WORK TO COMPLETE: In the entries, find all lines that hold the word "rough" and copy them.

[[ RECORD EXCERPTS, beginning ]]

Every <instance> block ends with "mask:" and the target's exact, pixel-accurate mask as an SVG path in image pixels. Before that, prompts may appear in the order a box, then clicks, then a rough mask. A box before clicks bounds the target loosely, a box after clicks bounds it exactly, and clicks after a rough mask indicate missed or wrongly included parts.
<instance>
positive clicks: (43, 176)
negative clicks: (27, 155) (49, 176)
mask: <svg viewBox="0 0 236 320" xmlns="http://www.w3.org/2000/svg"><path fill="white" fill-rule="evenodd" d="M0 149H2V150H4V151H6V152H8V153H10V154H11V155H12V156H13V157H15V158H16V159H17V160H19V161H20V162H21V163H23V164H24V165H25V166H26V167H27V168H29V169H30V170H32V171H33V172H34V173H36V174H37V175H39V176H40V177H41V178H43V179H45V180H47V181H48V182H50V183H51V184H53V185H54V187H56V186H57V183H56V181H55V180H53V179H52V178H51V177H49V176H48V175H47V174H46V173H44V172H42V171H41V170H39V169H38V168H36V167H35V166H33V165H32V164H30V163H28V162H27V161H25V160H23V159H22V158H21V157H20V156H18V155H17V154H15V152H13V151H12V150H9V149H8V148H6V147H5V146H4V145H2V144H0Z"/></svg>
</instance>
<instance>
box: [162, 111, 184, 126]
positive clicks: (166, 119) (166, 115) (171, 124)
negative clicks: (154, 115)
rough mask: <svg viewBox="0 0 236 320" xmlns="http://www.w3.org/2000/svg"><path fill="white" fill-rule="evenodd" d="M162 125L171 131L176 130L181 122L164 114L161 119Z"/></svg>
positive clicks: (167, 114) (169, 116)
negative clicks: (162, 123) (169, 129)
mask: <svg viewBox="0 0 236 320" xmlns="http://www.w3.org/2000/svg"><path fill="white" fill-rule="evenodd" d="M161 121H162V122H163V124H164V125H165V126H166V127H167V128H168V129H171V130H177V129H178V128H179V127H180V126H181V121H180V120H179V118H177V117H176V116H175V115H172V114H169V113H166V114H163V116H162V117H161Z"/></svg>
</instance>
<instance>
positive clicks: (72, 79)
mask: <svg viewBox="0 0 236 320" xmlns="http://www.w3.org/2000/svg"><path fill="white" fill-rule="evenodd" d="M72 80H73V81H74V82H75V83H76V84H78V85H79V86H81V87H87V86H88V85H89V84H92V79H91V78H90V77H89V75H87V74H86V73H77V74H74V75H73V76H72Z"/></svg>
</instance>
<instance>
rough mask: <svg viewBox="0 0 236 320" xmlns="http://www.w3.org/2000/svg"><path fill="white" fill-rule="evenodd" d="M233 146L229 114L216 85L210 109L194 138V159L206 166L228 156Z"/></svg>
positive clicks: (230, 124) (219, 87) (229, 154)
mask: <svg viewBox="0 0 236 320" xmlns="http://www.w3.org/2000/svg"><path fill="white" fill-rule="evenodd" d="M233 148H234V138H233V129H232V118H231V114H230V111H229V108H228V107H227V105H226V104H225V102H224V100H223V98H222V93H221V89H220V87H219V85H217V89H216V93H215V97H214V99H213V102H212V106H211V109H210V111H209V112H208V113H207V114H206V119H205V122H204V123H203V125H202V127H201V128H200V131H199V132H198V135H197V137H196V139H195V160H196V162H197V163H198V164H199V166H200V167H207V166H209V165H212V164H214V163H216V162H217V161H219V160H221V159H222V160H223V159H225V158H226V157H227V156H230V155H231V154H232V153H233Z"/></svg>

[[ RECORD EXCERPTS, end ]]

RESULT OF THIS TASK:
Every <instance> block ends with "mask:" and the target's exact, pixel-accurate mask as an SVG path in image pixels. Before that, prompts may appear in the order a box, then clicks, then a rough mask. A box before clicks bounds the target loosely, a box after clicks bounds it exactly, and clicks after a rough mask indicate missed or wrongly included parts.
rough mask: <svg viewBox="0 0 236 320" xmlns="http://www.w3.org/2000/svg"><path fill="white" fill-rule="evenodd" d="M162 125L171 131L176 130L181 122L164 114L161 119Z"/></svg>
rough mask: <svg viewBox="0 0 236 320" xmlns="http://www.w3.org/2000/svg"><path fill="white" fill-rule="evenodd" d="M233 146L229 114L216 85L210 109L194 138V159L206 166L228 156Z"/></svg>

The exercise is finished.